### OBJECTIVE
Rescale the listing between the lines holding "yellow rain poncho -> point" and "Query: sunken airplane wreck", inclusive. Reproduce every line in that span, requests included, multiplying only the point coordinates in the answers by 0.4 and rounding to whole numbers with halves going up, keeping the requests and their sample points unchanged, and leave the pictures out.

━━━━━━

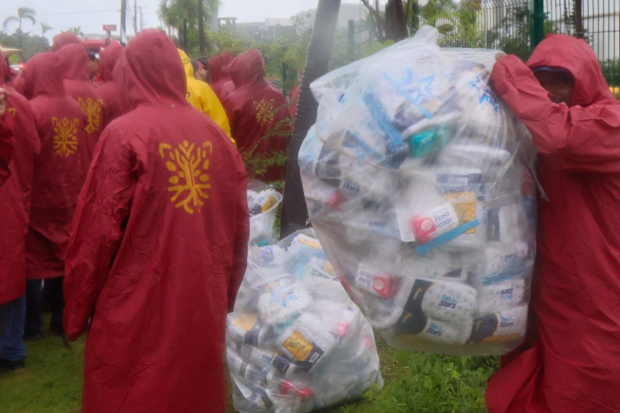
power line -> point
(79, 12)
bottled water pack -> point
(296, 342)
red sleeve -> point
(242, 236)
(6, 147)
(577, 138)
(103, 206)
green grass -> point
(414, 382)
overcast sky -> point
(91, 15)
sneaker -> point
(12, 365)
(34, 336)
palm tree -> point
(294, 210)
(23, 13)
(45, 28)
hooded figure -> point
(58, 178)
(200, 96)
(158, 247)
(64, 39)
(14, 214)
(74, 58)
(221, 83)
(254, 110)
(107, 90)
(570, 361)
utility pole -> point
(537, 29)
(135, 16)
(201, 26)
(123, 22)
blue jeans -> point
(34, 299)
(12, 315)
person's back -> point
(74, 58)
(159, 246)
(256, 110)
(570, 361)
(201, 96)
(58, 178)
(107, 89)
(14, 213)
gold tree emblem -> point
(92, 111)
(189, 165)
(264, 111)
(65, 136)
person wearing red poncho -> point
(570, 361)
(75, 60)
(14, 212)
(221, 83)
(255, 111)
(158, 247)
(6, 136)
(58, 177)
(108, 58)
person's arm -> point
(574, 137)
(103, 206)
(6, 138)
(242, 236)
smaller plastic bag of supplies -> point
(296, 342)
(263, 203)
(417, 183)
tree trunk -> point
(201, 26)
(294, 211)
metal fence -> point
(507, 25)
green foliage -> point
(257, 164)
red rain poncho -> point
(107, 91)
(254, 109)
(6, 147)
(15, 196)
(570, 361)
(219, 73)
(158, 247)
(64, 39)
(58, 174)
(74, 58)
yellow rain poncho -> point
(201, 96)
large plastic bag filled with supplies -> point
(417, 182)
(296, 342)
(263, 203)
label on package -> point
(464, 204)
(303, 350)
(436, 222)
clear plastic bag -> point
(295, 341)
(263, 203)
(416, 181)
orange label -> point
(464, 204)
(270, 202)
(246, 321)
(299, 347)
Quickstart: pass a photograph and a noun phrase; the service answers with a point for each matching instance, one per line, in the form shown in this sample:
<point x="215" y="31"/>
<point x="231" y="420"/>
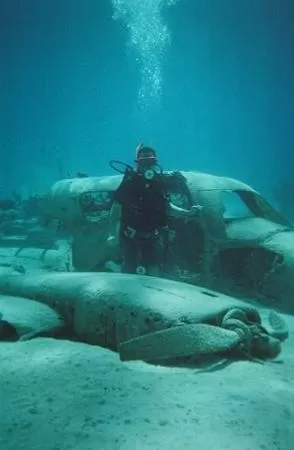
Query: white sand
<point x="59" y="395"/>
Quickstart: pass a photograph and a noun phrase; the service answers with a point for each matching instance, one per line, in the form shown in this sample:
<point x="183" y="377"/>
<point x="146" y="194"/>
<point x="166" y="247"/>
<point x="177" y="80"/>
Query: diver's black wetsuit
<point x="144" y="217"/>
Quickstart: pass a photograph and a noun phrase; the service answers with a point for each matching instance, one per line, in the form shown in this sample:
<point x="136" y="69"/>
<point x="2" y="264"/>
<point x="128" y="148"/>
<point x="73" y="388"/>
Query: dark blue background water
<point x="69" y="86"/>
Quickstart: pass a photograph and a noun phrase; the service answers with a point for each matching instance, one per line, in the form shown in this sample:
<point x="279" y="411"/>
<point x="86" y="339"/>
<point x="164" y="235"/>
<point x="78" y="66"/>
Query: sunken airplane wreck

━━━━━━

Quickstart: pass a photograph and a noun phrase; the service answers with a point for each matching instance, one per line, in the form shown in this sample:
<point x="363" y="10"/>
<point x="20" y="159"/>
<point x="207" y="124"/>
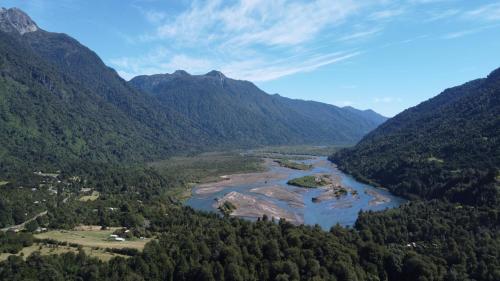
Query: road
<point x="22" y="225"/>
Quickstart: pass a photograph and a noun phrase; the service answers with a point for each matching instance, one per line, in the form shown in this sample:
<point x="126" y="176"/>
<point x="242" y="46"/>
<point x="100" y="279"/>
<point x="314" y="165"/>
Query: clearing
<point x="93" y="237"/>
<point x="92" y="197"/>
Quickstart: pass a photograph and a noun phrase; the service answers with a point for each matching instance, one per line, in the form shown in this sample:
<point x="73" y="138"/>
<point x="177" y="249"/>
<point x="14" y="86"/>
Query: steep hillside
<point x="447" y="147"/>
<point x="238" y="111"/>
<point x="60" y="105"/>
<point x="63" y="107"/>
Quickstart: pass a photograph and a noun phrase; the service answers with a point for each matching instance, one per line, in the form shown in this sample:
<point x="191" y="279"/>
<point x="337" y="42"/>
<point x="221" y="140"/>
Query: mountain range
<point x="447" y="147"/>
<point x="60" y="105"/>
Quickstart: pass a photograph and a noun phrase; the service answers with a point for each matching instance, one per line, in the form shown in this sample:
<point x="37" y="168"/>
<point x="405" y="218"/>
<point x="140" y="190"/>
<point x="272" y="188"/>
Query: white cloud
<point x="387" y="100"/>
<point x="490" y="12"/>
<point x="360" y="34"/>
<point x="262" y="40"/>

━━━━━━

### RESULT FOR THIS TASK
yellow rain poncho -> point
(80, 38)
large plastic bag filled with supplies -> point
(167, 73)
(118, 137)
(105, 81)
label on package -> point
(186, 82)
(121, 140)
(174, 89)
clear plastic bag -> point
(118, 136)
(105, 81)
(166, 72)
orange label -> point
(186, 82)
(108, 81)
(98, 128)
(120, 139)
Quickstart: pass a photograph and a noun phrase; the service answers with a point for each matching instance, one per line, in the form shown in this sample:
<point x="215" y="31"/>
<point x="231" y="420"/>
Query: white sand
<point x="24" y="158"/>
Quickstart: pass a photograph and a noun phrase; the service answers with a point for each matching instance, one per line, in the form shown in this sample:
<point x="183" y="377"/>
<point x="146" y="194"/>
<point x="166" y="247"/>
<point x="177" y="80"/>
Query: diver's black wetsuit
<point x="58" y="87"/>
Quickstart: pass a photograph and a noun phrase; the service answers with a point for each matching instance, one per line, in the form shown in this sample:
<point x="136" y="69"/>
<point x="2" y="264"/>
<point x="128" y="148"/>
<point x="73" y="388"/>
Query: dark blue background water
<point x="28" y="34"/>
Quickstart: pass a photograph and a noun phrase; the service answers with a point for each matching instance, one per line, in the form shown in this sample:
<point x="279" y="411"/>
<point x="86" y="339"/>
<point x="164" y="235"/>
<point x="78" y="66"/>
Query: sunken airplane wreck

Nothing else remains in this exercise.